[Problem statement] Write out every entry word for word.

··· Given information ···

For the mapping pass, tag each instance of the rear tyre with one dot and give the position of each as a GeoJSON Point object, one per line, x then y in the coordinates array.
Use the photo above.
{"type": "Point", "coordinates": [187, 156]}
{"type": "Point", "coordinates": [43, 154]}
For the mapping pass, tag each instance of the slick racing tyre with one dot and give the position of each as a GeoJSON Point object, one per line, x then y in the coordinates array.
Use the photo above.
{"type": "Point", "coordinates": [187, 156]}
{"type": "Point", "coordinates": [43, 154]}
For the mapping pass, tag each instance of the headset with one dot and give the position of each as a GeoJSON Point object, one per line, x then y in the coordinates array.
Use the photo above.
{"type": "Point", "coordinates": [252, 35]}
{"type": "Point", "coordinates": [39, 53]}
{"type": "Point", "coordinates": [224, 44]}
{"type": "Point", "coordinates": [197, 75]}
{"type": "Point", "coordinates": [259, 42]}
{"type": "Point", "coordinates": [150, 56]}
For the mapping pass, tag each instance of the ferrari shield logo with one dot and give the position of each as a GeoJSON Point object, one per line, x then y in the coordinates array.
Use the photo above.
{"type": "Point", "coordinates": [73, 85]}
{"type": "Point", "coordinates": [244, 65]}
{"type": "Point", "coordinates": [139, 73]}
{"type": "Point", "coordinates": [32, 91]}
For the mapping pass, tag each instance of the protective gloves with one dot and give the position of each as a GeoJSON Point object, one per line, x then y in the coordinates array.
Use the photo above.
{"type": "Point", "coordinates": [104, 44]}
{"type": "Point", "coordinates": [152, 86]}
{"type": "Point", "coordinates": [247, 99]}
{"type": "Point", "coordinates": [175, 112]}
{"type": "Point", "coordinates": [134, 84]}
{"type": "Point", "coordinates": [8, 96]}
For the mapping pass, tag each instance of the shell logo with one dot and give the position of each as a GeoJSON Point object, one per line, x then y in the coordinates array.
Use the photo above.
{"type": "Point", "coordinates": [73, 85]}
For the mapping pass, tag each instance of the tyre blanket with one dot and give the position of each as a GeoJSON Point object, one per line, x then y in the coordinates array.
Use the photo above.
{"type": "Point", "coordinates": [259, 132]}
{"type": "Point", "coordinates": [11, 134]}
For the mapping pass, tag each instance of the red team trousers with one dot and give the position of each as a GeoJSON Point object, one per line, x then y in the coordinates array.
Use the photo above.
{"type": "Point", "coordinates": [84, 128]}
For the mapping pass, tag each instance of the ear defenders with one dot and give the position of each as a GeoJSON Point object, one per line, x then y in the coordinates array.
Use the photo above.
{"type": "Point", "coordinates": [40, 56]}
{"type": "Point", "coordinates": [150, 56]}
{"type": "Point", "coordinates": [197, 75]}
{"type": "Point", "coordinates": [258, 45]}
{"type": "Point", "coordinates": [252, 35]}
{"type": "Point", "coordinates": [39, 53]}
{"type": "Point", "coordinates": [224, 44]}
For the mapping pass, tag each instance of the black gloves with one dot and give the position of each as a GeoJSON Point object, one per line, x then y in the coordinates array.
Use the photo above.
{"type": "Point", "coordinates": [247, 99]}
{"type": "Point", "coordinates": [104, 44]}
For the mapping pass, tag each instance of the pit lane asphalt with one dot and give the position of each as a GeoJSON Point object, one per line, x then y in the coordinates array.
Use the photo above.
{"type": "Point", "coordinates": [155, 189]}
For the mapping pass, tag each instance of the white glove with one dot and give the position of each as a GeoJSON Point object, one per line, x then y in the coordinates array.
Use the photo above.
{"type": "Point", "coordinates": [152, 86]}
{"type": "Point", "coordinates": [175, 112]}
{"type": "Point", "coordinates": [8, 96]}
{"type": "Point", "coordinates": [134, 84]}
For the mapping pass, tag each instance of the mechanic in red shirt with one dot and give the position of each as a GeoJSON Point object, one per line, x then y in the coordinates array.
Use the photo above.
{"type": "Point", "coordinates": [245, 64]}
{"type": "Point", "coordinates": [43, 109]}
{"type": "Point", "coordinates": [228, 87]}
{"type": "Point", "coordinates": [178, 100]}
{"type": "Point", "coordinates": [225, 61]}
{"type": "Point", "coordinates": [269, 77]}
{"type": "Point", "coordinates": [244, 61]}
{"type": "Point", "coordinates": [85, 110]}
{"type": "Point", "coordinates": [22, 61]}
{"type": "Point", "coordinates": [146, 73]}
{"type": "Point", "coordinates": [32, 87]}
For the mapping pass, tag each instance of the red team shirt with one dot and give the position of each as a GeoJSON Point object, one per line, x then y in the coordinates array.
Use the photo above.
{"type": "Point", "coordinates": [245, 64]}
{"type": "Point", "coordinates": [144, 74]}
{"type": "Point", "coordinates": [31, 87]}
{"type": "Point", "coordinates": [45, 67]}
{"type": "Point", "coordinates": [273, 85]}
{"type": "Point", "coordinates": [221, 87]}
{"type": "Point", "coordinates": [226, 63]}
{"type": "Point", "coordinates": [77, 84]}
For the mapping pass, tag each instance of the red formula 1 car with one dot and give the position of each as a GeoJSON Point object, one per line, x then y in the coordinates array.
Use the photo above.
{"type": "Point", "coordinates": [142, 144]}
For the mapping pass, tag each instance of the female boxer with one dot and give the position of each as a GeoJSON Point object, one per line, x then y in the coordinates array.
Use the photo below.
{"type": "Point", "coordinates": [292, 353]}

···

[Problem solution]
For the mapping pass, tag each instance of the rear tyre with one dot and give the position of each as a GeoJSON Point object, one per line, x then y in the coordinates array.
Use the photo above.
{"type": "Point", "coordinates": [187, 156]}
{"type": "Point", "coordinates": [43, 154]}
For the mapping pass, tag each instance of the slick racing tyre with one dot and give the position of each as a GeoJSON Point object, one per line, x then y in the coordinates array.
Use the photo above.
{"type": "Point", "coordinates": [187, 156]}
{"type": "Point", "coordinates": [43, 154]}
For the mapping pass, tag each instance of the headset with one dot and give the position of each as a GeoJSON Point object, one per line, x then y in the coordinates array.
Use the photo above.
{"type": "Point", "coordinates": [252, 35]}
{"type": "Point", "coordinates": [39, 53]}
{"type": "Point", "coordinates": [224, 44]}
{"type": "Point", "coordinates": [197, 75]}
{"type": "Point", "coordinates": [259, 42]}
{"type": "Point", "coordinates": [150, 56]}
For the mapping pass, tag each instance of the ferrari shield logo with one dot and give the position of each as a GeoJSON Point object, one per line, x then y in the coordinates array.
Use the photo above.
{"type": "Point", "coordinates": [73, 85]}
{"type": "Point", "coordinates": [244, 65]}
{"type": "Point", "coordinates": [139, 73]}
{"type": "Point", "coordinates": [32, 91]}
For the mapping pass, tag each instance of the protective gloves with one dot and give the position of each as a GeoJSON Point object, one per line, x then y in the coordinates array.
Use the photo above.
{"type": "Point", "coordinates": [104, 44]}
{"type": "Point", "coordinates": [152, 86]}
{"type": "Point", "coordinates": [247, 99]}
{"type": "Point", "coordinates": [175, 112]}
{"type": "Point", "coordinates": [134, 84]}
{"type": "Point", "coordinates": [8, 96]}
For the mapping pass, tag each instance of the shell logo with one dot and give the position of each as a GeoJSON Point object, one per line, x then y in the coordinates array.
Use the photo above.
{"type": "Point", "coordinates": [73, 85]}
For the mapping pass, tag each instance of the tyre blanket with one dot and give the position of each as a GeoJSON Point object, one per line, x then y in the coordinates array.
Use the photo above.
{"type": "Point", "coordinates": [259, 132]}
{"type": "Point", "coordinates": [11, 134]}
For the mapping pass, tag each instance of the red team trousers with one dot and give the position of each as a GeoJSON Point object, one per line, x then y in the coordinates array.
Use the photo above.
{"type": "Point", "coordinates": [84, 128]}
For the mapping pass, tag each instance of the ear defenders with one dot and give the position of each as a GeoJSON Point object, one per line, x then y in the coordinates array.
Use the photo above.
{"type": "Point", "coordinates": [40, 56]}
{"type": "Point", "coordinates": [150, 56]}
{"type": "Point", "coordinates": [197, 75]}
{"type": "Point", "coordinates": [258, 45]}
{"type": "Point", "coordinates": [252, 35]}
{"type": "Point", "coordinates": [39, 53]}
{"type": "Point", "coordinates": [224, 44]}
For the mapping pass, tag each instance of the black gloves with one dot and give the position of each as a GeoJSON Point object, one per line, x then y in the coordinates array.
Use the photo above.
{"type": "Point", "coordinates": [247, 99]}
{"type": "Point", "coordinates": [104, 44]}
For the mapping pass, tag each instance of the pit lane asphalt with one dot and give the position of each as a GeoJSON Point object, one per line, x then y in the coordinates array.
Use the photo above.
{"type": "Point", "coordinates": [155, 189]}
For the mapping pass, tag each instance of the white glove with one dot and give the position of each as a GeoJSON Point object, one per line, x then y in the coordinates array.
Use the photo above.
{"type": "Point", "coordinates": [152, 86]}
{"type": "Point", "coordinates": [175, 112]}
{"type": "Point", "coordinates": [8, 96]}
{"type": "Point", "coordinates": [134, 84]}
For the mapping pass, tag each instance of the mechanic in red shirt with one dot and give the position of each as a GeoJSON Point object, one per line, x then y in the coordinates array.
Use the photo above.
{"type": "Point", "coordinates": [245, 64]}
{"type": "Point", "coordinates": [43, 109]}
{"type": "Point", "coordinates": [228, 87]}
{"type": "Point", "coordinates": [178, 100]}
{"type": "Point", "coordinates": [225, 61]}
{"type": "Point", "coordinates": [269, 77]}
{"type": "Point", "coordinates": [244, 61]}
{"type": "Point", "coordinates": [85, 110]}
{"type": "Point", "coordinates": [22, 61]}
{"type": "Point", "coordinates": [146, 73]}
{"type": "Point", "coordinates": [32, 87]}
For the mapping pass, tag each instance of the red team shirt with one dot and give the position of each as a GeoJSON Point object, one per line, x then y in the coordinates array.
Use the photo above.
{"type": "Point", "coordinates": [245, 64]}
{"type": "Point", "coordinates": [144, 74]}
{"type": "Point", "coordinates": [31, 87]}
{"type": "Point", "coordinates": [45, 67]}
{"type": "Point", "coordinates": [273, 85]}
{"type": "Point", "coordinates": [221, 87]}
{"type": "Point", "coordinates": [226, 63]}
{"type": "Point", "coordinates": [77, 84]}
For the mapping pass, tag each instance of the red formula 1 car with one dot and give the position of each as a GeoJSON Point object, one per line, x then y in the coordinates array.
Use the photo above.
{"type": "Point", "coordinates": [142, 144]}
For the mapping pass, tag each instance of the female boxer with one dot and give the position of each as a GeoJSON Point object, one per line, x then y in the coordinates array.
Use the photo below.
{"type": "Point", "coordinates": [292, 353]}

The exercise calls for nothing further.